::: Passage to read :::

1940 film by Isadore Freleng

You Ought to Be in Pictures is a 1940 American live action-animated comedy short film directed by Isadore Freleng. The cartoon was released on May 18, 1940. It is part of the Looney Tunes series, the 74th cartoon to feature Porky Pig and the eleventh cartoon to feature Daffy Duck.

The film combined live-action and animation, and features live-action appearances by Leon Schlesinger and other staff members. It is one of the longest films in the series, clocking at almost 10 minutes, due to the live-action footage and backgrounds substantially lowering the time and costs required. The title comes from the popular 1934 song "You Oughta Be in Pictures" by Dana Suesse and Edward Heyman, which plays several times throughout the film.

In 2016, it was shortlisted for the 1941 Retro-Hugo Award for Best Dramatic Presentation, Short Form.

== Plot ==
At Leon Schlesinger Productions, the staff working on Looney Tunes and Merrie Melodies cartoons quickly rush off to their lunch break, including series directors Chuck Jones and Bob Clampett. One animator leaves after finishing a sketch of Porky Pig, who is encouraged to quit the studio and pursue a career in feature films as Bette Davis' leading man by a framed drawing of Daffy Duck, who is envious of Porky's status as the cartoons' leading man. Leon Schlesinger willingly lets Porky go, noting that Porky will be back soon.

::: Record excerpts :::

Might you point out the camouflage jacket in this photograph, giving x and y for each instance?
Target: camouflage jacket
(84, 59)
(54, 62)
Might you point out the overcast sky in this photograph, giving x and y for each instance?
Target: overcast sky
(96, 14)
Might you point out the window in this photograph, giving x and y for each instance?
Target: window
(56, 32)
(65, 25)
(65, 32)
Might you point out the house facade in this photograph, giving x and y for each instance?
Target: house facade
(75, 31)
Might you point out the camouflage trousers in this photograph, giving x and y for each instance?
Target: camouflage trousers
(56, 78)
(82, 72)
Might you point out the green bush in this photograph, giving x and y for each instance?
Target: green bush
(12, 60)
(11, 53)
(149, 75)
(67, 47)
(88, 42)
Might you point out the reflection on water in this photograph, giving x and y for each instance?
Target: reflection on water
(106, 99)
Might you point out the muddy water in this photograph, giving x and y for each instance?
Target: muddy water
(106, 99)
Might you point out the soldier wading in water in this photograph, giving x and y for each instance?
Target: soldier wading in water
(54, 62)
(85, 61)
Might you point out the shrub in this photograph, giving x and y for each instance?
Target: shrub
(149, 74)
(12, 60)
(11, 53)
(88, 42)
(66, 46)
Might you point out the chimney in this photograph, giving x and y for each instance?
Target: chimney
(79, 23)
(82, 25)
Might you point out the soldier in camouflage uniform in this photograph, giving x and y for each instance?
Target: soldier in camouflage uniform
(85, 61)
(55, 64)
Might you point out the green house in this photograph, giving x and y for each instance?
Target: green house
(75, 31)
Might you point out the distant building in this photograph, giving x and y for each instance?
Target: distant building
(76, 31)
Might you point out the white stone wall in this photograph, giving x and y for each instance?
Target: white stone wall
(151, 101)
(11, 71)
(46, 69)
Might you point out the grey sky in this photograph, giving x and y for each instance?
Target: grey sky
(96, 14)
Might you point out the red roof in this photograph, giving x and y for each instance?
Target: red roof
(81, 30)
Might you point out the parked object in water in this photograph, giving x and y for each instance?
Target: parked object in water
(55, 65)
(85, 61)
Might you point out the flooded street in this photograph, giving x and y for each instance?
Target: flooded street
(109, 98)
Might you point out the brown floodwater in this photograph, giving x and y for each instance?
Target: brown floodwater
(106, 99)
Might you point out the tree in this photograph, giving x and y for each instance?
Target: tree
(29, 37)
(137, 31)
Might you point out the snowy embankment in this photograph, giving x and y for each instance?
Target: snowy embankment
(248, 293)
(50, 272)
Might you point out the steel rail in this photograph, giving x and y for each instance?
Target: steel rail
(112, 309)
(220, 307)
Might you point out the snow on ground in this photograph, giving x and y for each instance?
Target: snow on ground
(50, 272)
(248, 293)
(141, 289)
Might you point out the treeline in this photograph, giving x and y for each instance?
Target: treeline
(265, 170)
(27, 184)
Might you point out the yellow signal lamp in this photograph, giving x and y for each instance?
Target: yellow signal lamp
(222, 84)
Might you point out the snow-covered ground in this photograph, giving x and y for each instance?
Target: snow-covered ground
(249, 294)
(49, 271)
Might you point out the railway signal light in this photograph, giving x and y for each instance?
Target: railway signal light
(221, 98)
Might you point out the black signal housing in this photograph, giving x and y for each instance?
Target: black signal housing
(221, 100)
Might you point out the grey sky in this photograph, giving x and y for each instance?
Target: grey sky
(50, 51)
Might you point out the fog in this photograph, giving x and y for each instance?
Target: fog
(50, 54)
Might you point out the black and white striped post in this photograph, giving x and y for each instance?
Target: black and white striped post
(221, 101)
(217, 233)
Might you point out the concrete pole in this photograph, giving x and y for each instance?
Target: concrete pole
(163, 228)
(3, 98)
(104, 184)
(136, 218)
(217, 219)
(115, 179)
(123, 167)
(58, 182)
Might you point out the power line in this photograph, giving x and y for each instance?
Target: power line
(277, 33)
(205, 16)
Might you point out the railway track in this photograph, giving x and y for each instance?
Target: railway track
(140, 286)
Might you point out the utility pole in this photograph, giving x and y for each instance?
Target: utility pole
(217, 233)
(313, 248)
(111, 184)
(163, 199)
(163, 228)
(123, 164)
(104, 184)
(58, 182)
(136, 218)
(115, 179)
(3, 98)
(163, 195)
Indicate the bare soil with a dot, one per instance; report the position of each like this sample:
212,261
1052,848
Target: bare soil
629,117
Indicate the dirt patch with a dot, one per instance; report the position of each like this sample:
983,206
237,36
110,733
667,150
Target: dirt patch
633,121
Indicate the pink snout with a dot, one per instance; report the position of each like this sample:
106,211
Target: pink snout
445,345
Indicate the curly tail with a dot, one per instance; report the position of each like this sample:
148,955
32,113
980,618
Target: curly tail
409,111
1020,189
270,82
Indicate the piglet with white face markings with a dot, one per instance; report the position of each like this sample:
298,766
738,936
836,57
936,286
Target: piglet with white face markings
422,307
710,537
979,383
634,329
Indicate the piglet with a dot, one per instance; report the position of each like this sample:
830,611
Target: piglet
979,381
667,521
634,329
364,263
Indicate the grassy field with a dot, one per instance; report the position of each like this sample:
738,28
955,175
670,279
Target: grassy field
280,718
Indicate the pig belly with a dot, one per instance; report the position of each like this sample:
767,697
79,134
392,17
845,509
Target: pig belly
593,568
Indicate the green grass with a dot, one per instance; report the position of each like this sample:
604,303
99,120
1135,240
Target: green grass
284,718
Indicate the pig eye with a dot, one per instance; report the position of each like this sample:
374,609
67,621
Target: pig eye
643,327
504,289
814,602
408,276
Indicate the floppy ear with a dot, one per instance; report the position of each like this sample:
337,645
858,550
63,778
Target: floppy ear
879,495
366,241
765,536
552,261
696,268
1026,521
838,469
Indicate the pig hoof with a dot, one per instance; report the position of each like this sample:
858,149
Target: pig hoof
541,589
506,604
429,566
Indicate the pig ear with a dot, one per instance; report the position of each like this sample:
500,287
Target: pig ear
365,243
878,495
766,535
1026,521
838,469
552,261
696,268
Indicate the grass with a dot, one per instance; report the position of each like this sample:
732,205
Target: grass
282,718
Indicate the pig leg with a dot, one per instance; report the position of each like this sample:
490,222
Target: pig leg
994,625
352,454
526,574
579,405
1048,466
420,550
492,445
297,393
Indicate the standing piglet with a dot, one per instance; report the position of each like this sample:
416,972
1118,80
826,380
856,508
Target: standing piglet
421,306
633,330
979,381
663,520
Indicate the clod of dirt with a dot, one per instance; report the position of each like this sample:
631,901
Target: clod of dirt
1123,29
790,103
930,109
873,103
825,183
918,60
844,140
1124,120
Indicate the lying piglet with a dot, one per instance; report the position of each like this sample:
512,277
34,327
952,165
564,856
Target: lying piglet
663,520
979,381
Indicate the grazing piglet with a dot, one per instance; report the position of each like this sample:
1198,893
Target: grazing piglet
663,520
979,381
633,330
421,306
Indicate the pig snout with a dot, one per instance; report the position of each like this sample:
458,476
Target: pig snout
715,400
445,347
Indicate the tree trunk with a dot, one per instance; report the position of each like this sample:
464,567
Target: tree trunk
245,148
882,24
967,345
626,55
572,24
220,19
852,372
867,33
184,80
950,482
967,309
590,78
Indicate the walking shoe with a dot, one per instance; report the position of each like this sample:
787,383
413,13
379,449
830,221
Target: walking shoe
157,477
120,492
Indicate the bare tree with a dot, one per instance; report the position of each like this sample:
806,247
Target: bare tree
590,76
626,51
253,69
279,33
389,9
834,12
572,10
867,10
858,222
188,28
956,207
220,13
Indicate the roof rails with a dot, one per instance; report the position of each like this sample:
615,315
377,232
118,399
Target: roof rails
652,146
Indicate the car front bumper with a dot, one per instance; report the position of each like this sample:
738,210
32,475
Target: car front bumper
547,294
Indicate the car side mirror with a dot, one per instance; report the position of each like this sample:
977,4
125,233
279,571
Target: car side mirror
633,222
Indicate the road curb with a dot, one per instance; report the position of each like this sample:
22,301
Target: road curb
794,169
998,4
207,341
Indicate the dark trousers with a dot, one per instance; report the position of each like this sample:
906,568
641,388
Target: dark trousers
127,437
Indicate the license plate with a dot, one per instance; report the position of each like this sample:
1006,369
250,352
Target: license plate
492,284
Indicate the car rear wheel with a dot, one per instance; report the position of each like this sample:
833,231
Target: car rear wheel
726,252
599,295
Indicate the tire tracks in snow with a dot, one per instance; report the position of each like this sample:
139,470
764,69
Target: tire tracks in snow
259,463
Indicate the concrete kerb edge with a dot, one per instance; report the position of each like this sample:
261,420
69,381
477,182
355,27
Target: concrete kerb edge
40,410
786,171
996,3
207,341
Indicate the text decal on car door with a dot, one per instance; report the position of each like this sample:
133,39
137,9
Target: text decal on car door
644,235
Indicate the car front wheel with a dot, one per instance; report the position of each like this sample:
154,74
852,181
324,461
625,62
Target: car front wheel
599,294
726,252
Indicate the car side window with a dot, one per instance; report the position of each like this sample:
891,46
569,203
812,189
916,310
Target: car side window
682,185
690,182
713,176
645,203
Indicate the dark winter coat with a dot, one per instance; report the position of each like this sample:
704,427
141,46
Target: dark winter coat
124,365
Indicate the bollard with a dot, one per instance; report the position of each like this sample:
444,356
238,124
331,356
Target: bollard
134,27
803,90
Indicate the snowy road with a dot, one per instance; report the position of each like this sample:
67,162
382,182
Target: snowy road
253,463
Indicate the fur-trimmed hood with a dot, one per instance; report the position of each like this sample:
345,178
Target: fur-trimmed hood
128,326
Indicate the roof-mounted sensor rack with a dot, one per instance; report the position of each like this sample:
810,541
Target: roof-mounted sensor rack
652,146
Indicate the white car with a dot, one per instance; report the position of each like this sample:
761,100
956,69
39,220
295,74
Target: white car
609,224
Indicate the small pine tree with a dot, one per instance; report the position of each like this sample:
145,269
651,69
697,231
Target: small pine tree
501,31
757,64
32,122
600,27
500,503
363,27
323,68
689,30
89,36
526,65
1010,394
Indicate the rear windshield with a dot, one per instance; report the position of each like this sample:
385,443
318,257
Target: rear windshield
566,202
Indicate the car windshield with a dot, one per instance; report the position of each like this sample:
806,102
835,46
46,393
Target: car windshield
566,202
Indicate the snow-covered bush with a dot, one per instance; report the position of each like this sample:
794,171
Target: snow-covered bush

:::

__Your tasks__
1: List every year mentioned in the article on You Ought to Be in Pictures, giving each year once.
2: Carry on the article on You Ought to Be in Pictures, picking up right after its last sentence.

__Answers by item number__
1: 1940, 1934, 2016, 1941

2:
Porky goes to Warner Bros. Studios Burbank, where he is kicked out by a security guard portrayed by Michael Maltese, who refuses to lose his job by letting Porky in. He successfully enters by impersonating Oliver Hardy, being chased into a film set where a ballroom dance film directed by Gerry Chiniquy is being shot. Porky sneezes and disrupts filming, causing him to be thrown out. Porky is then met with horses running during the shooting of a Western film. He regrets his departure and drives to Leon Schlesinger Productions.

Meanwhile, Daffy Duck attempts to audition for a leading role in cartoons (which he had ironically received in the form of Daffy Duck in Hollywood), singing "Largo al factotum" which fails to impress Schlesinger. As he annoys Schlesinger by insulting Porky and noting his superior qualities, Porky catches him in the act, leading him into a neighboring room and beating him unconscious. Schlesinger gleefully allows Porky to continue work, having tore up a separate document earlier as he anticipated Porky's return. Daffy tries to convince Porky to resign again and work at a dozen grand per week with Greta Garbo at Metro-Goldwyn-Mayer, only to be hit with caramel.

== Cast ==
- Mel Blanc (voice) as Porky Pig, Daffy Duck, Factory Whistle
- Leon Schlesinger as himself
- Fred Jones as the animator
- Chuck Jones as himself (cameo)
- Bob Clampett as himself (cameo)
- Michael Maltese as security guard (dubbed by Mel Blanc)
- Gerry Chiniquy as director (dubbed by Mel Blanc)
- Henry Binder and Paul Marin as stagehands (both dubbed by Mel Blanc)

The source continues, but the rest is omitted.